Prompt -
Your reply should contain every record, restated word for word.

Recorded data

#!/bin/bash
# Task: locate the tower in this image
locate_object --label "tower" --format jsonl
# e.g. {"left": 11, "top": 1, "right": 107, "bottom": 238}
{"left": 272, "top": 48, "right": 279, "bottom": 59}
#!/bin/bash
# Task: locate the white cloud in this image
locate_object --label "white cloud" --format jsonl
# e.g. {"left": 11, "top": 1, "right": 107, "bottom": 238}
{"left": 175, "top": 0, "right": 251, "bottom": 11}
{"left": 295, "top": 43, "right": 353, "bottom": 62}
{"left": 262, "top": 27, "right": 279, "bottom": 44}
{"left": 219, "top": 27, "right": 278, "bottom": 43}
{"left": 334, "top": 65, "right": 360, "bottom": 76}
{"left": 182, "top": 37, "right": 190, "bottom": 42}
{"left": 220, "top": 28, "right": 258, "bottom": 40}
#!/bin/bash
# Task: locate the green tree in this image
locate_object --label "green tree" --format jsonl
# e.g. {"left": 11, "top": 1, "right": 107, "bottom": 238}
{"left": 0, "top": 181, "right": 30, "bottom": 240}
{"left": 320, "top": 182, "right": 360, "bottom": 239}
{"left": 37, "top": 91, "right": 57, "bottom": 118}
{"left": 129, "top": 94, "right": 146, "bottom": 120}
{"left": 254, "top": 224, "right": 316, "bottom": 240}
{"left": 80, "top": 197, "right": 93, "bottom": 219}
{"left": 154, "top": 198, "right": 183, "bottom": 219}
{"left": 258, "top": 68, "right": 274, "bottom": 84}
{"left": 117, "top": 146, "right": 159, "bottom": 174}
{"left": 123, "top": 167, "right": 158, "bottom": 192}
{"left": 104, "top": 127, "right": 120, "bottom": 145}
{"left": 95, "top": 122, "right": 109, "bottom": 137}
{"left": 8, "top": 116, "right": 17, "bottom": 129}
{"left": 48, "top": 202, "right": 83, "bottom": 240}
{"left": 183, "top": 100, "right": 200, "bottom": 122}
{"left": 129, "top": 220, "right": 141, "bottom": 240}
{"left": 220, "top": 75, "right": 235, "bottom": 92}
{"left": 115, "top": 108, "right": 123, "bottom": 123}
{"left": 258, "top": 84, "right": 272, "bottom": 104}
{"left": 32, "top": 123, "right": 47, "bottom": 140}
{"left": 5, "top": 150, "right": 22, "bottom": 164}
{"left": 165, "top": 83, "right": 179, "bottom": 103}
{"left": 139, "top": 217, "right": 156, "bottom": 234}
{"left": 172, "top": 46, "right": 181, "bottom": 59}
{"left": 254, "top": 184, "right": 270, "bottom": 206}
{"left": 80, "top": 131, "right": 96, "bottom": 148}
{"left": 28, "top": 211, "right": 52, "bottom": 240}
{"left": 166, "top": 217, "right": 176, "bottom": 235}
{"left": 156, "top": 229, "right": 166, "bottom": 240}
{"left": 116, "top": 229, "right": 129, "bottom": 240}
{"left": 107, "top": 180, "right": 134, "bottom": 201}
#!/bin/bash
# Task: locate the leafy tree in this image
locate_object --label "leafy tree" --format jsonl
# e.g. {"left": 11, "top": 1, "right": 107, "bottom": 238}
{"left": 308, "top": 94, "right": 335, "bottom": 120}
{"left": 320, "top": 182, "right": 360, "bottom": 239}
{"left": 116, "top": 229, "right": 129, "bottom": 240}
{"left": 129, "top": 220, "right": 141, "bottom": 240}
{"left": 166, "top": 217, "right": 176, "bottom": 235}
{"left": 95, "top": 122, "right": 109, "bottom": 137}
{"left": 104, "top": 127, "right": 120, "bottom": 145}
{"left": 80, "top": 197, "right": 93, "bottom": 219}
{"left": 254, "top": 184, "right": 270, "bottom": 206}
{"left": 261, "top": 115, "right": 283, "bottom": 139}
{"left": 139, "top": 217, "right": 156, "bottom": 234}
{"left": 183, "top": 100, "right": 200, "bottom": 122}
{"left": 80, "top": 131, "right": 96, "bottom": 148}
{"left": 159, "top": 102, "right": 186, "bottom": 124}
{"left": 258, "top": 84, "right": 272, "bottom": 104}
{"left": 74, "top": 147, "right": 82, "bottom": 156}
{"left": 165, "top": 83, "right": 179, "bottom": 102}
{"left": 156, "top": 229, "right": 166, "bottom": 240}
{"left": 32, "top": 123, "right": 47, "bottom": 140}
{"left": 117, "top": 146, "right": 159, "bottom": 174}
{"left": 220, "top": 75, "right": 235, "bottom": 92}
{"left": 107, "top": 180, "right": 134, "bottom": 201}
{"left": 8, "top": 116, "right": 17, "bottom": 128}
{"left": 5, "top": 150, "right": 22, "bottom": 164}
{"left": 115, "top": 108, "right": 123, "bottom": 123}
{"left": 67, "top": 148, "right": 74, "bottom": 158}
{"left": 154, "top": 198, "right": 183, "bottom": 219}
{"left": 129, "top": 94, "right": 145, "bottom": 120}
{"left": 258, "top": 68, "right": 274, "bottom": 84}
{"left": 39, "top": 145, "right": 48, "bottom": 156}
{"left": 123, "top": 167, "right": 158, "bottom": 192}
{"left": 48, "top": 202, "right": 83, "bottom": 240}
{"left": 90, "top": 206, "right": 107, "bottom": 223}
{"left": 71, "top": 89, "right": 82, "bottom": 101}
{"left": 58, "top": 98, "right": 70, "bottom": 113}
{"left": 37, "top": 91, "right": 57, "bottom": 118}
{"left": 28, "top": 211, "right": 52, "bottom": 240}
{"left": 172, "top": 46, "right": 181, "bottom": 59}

Written reply -
#!/bin/bash
# Task: locate the tower in this image
locate_object --label "tower" --format jsonl
# e.g. {"left": 11, "top": 1, "right": 107, "bottom": 238}
{"left": 272, "top": 48, "right": 279, "bottom": 59}
#!/bin/bash
# Task: locate the white cloud in this image
locate_object --label "white cloud" --format jsonl
# e.g. {"left": 11, "top": 1, "right": 107, "bottom": 238}
{"left": 175, "top": 0, "right": 251, "bottom": 11}
{"left": 295, "top": 43, "right": 353, "bottom": 62}
{"left": 262, "top": 27, "right": 279, "bottom": 44}
{"left": 219, "top": 27, "right": 278, "bottom": 43}
{"left": 334, "top": 65, "right": 360, "bottom": 76}
{"left": 182, "top": 37, "right": 190, "bottom": 42}
{"left": 220, "top": 28, "right": 258, "bottom": 40}
#!/bin/bash
# Task: locate the green tree in this image
locate_object --label "green tree" --format jsonl
# e.g. {"left": 11, "top": 1, "right": 107, "bottom": 238}
{"left": 0, "top": 181, "right": 30, "bottom": 240}
{"left": 320, "top": 182, "right": 360, "bottom": 239}
{"left": 37, "top": 91, "right": 57, "bottom": 118}
{"left": 129, "top": 94, "right": 146, "bottom": 120}
{"left": 254, "top": 224, "right": 316, "bottom": 240}
{"left": 80, "top": 197, "right": 93, "bottom": 219}
{"left": 154, "top": 198, "right": 183, "bottom": 219}
{"left": 258, "top": 68, "right": 274, "bottom": 84}
{"left": 117, "top": 146, "right": 159, "bottom": 174}
{"left": 123, "top": 167, "right": 158, "bottom": 192}
{"left": 104, "top": 127, "right": 120, "bottom": 145}
{"left": 95, "top": 122, "right": 109, "bottom": 137}
{"left": 8, "top": 116, "right": 17, "bottom": 129}
{"left": 48, "top": 202, "right": 83, "bottom": 240}
{"left": 183, "top": 100, "right": 200, "bottom": 122}
{"left": 129, "top": 220, "right": 141, "bottom": 240}
{"left": 220, "top": 75, "right": 235, "bottom": 92}
{"left": 115, "top": 108, "right": 123, "bottom": 123}
{"left": 258, "top": 84, "right": 272, "bottom": 104}
{"left": 32, "top": 123, "right": 47, "bottom": 140}
{"left": 5, "top": 150, "right": 22, "bottom": 164}
{"left": 165, "top": 83, "right": 179, "bottom": 103}
{"left": 139, "top": 217, "right": 156, "bottom": 234}
{"left": 172, "top": 46, "right": 181, "bottom": 59}
{"left": 254, "top": 184, "right": 270, "bottom": 206}
{"left": 80, "top": 131, "right": 96, "bottom": 148}
{"left": 28, "top": 211, "right": 52, "bottom": 240}
{"left": 166, "top": 217, "right": 176, "bottom": 235}
{"left": 156, "top": 229, "right": 166, "bottom": 240}
{"left": 116, "top": 229, "right": 129, "bottom": 240}
{"left": 107, "top": 180, "right": 134, "bottom": 201}
#!/bin/bash
# Task: locate the leafy tree in this image
locate_object --label "leafy tree" --format jsonl
# e.g. {"left": 11, "top": 1, "right": 107, "bottom": 238}
{"left": 308, "top": 94, "right": 335, "bottom": 120}
{"left": 320, "top": 182, "right": 360, "bottom": 239}
{"left": 116, "top": 229, "right": 129, "bottom": 240}
{"left": 129, "top": 220, "right": 141, "bottom": 240}
{"left": 166, "top": 217, "right": 176, "bottom": 235}
{"left": 95, "top": 122, "right": 109, "bottom": 137}
{"left": 104, "top": 127, "right": 120, "bottom": 145}
{"left": 80, "top": 197, "right": 93, "bottom": 219}
{"left": 254, "top": 184, "right": 270, "bottom": 206}
{"left": 261, "top": 115, "right": 283, "bottom": 139}
{"left": 139, "top": 217, "right": 156, "bottom": 234}
{"left": 183, "top": 100, "right": 200, "bottom": 122}
{"left": 80, "top": 131, "right": 96, "bottom": 148}
{"left": 159, "top": 102, "right": 186, "bottom": 124}
{"left": 258, "top": 84, "right": 272, "bottom": 104}
{"left": 74, "top": 147, "right": 82, "bottom": 156}
{"left": 165, "top": 83, "right": 179, "bottom": 102}
{"left": 156, "top": 229, "right": 166, "bottom": 240}
{"left": 32, "top": 123, "right": 47, "bottom": 140}
{"left": 117, "top": 146, "right": 159, "bottom": 174}
{"left": 220, "top": 75, "right": 235, "bottom": 92}
{"left": 107, "top": 180, "right": 134, "bottom": 201}
{"left": 8, "top": 116, "right": 17, "bottom": 128}
{"left": 5, "top": 150, "right": 22, "bottom": 164}
{"left": 115, "top": 108, "right": 123, "bottom": 123}
{"left": 67, "top": 148, "right": 74, "bottom": 158}
{"left": 154, "top": 198, "right": 183, "bottom": 219}
{"left": 129, "top": 94, "right": 145, "bottom": 120}
{"left": 258, "top": 68, "right": 274, "bottom": 84}
{"left": 39, "top": 145, "right": 48, "bottom": 156}
{"left": 123, "top": 167, "right": 158, "bottom": 192}
{"left": 48, "top": 202, "right": 83, "bottom": 240}
{"left": 90, "top": 206, "right": 107, "bottom": 223}
{"left": 71, "top": 89, "right": 82, "bottom": 101}
{"left": 58, "top": 98, "right": 70, "bottom": 113}
{"left": 37, "top": 91, "right": 57, "bottom": 118}
{"left": 28, "top": 211, "right": 52, "bottom": 240}
{"left": 172, "top": 46, "right": 181, "bottom": 59}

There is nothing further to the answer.